■ Text excerpt
Depending on whether you’re coming from more of a software background or more of an ML/deep learning background, this might either be obvious or not so obvious. The thing you’re trying to answer is: Is my context actually helping? And how well is the agent doing at the task that I’m trying to achieve?

If I use this as an example — we have some library that we want the agent to use, and we can see how it performs without any context. It’s not good at using the list function; maybe it implements it itself or uses a different library. It’s also bad at async handling, but it’s pretty good at correct stream combination and at doing zip files.

You want to understand this so that you can then understand where you need to apply context to fix the problem. There’s a couple things you might get from a view like this:

You might have written a bunch of context only to realize the agent did fine without it — why are you wasting tokens on it?
You might actually write something and realize it made performance worse because something’s gone out of date or it’s just added tokens for no reason.
In an ideal world, you see: “Ah, it works better with it and I’ve only applied tokens where it matters.”

All you have to do to get this set up is write some prompts — realistic tasks that you want the agent to do that require usage of the context you’ve created — and then write a scoring rubric for what a good solution to that problem looks like.

■ Your instructions
Continue the text on measuring whether added context improves an agent's performance, starting right after its final sentence.

■ Dataset excerpts
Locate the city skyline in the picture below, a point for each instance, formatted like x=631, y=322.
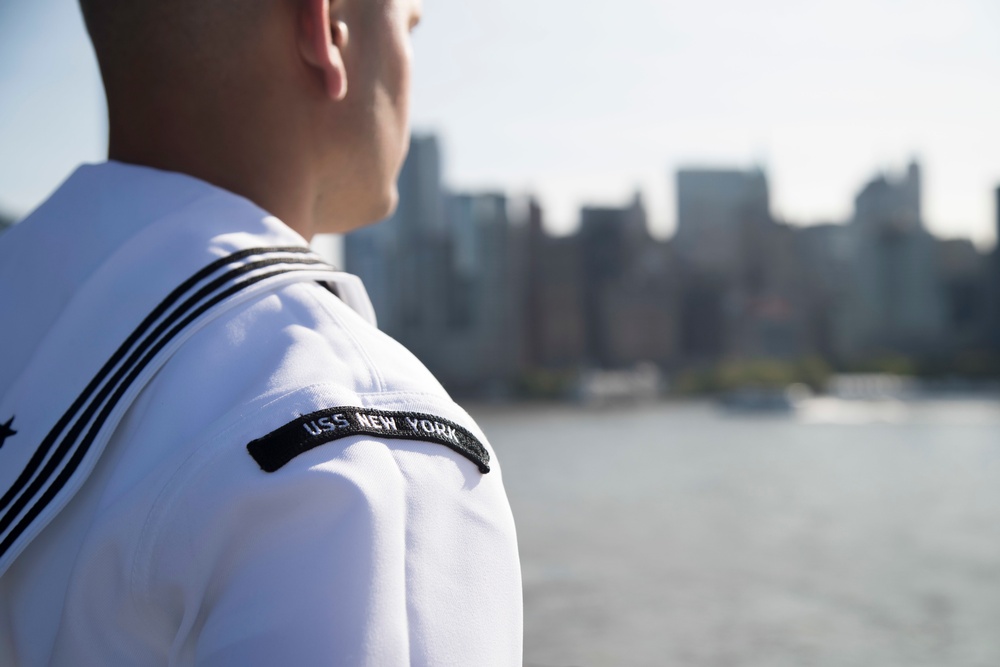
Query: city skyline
x=546, y=98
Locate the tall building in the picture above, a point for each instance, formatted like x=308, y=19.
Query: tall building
x=716, y=211
x=402, y=259
x=897, y=302
x=444, y=277
x=554, y=331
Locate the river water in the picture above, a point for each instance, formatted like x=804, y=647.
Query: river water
x=845, y=534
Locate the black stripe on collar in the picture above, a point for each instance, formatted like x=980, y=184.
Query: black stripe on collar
x=32, y=481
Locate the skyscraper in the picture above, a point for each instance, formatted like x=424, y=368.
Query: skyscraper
x=898, y=304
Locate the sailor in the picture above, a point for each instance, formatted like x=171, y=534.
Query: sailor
x=209, y=454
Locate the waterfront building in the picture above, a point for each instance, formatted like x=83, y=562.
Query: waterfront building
x=897, y=304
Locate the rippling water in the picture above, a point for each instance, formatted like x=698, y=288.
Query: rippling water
x=847, y=534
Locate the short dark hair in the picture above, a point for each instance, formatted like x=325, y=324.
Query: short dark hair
x=162, y=32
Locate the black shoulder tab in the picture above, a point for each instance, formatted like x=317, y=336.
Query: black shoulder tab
x=318, y=428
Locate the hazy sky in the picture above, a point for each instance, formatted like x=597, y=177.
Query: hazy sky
x=580, y=101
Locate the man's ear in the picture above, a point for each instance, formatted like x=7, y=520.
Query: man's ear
x=321, y=44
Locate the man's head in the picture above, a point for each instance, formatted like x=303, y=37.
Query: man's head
x=301, y=105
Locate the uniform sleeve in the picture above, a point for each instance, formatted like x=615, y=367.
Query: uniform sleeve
x=361, y=552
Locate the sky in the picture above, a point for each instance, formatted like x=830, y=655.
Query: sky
x=580, y=102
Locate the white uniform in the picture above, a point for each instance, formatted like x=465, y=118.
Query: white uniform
x=231, y=469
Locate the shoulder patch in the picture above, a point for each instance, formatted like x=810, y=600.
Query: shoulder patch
x=277, y=448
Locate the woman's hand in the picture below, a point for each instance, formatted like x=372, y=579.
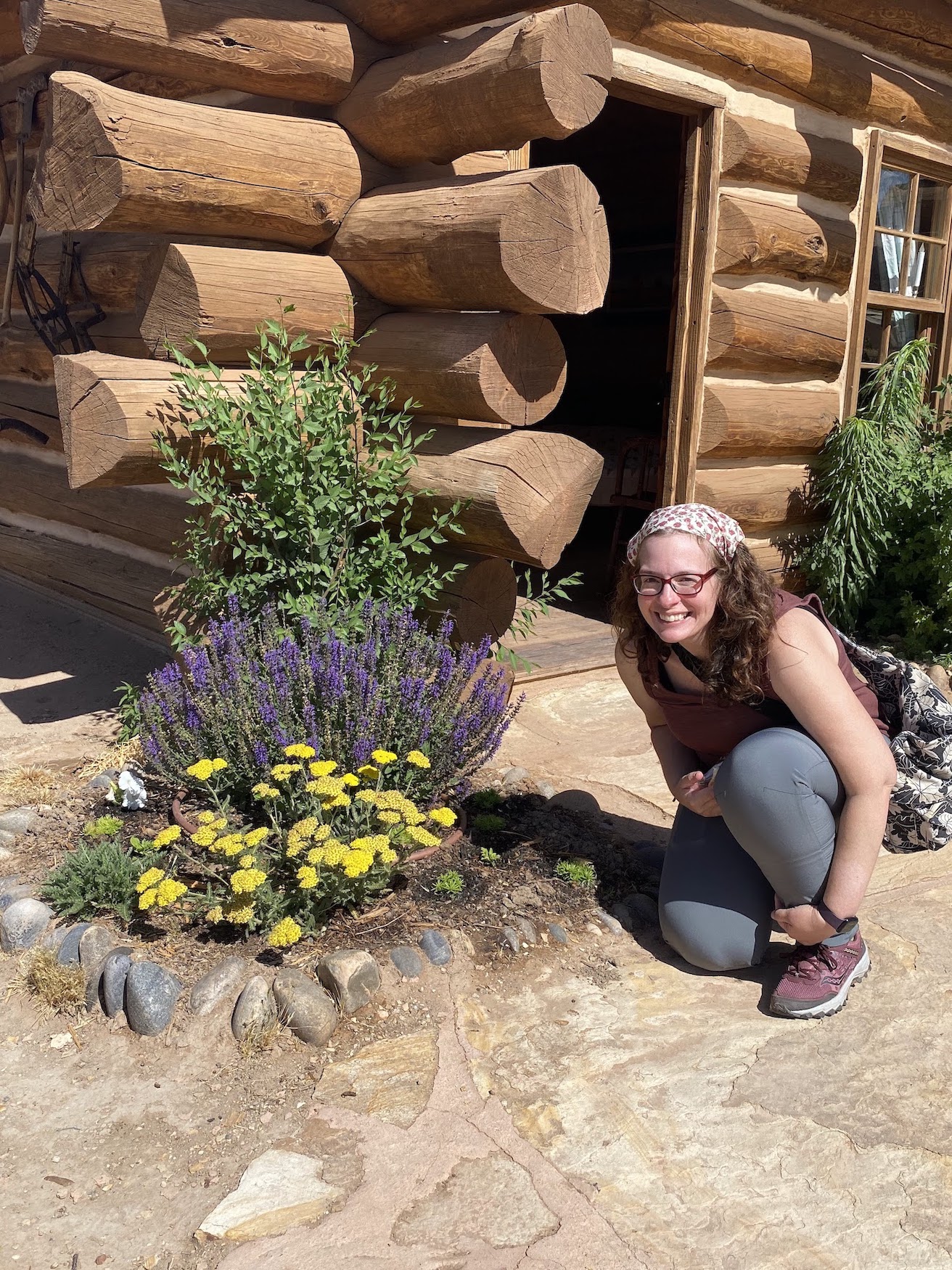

■ Expected output
The reason I say write a scoring rubric and not “write a bunch of unit tests” is twofold. First, unit tests are really obnoxious to write and they take a long time, and you will quickly find that you just don’t do it if you have to create example projects and test suites for every single piece of context. More importantly, agents do unspeakable things to get unit tests to pass. Functional correctness is not the only thing that you’re measuring, especially for context. A lot of times you want to know: Was idiomatic code written? Did it use the library I actually wanted it to use instead of implementing its own solution? There’s really no way to measure this with unit tests. It’s much better to do more agentic review or LLM-as-judge.

What you want to do is define — we put them in markdown files. You want to have a prompt that runs through “build this thing, here are the requirements.” It should require using the context, or at least should require doing what the context says, because you actually want to measure it with and without context to see if the agent is just smart enough to do it on its own. Then importantly, you want to define some kind of grading rubric. You want to be pretty specific so that you get reliable results from an LLM — things like “the solution should use this exact API call somewhere in the method” or “it should initialize this before it initializes that.” Very granular things that can be checked at the end.

An important thing to note is that once you have these in place — this can take a bit of upfront work, it’s like the new source files that you have to care about as an agentic developer — but say you get about five of these per piece of context, that’s what we’ve found is a pretty reliable measure. Once you have some of these, then you can reap the benefits forever. Just like unit tests — every time you make a change, you rerun these, you see if it helped or hurt.

One thing that’s different is that oftentimes you’ll rerun these without changing the context, because there is something else that’s changing: the agent and the model. What we have found is that oftentimes you can start stripping out your context as agents get better. We had style guides for Python. Claude Opus 4.6 writes pretty damn good Python. It doesn’t need a style guide anymore. Your evals can tell you that and help you delete context that you no longer need. Save money, don’t pay the tokens.

Every once in a while there will be a regression. There was a recent Gemini that was kind of a smartass and thought it didn’t need to use tools and read context. And then we realized, oh, we’ve had a regression — we need to go beef up how much we tell the agent to use the context.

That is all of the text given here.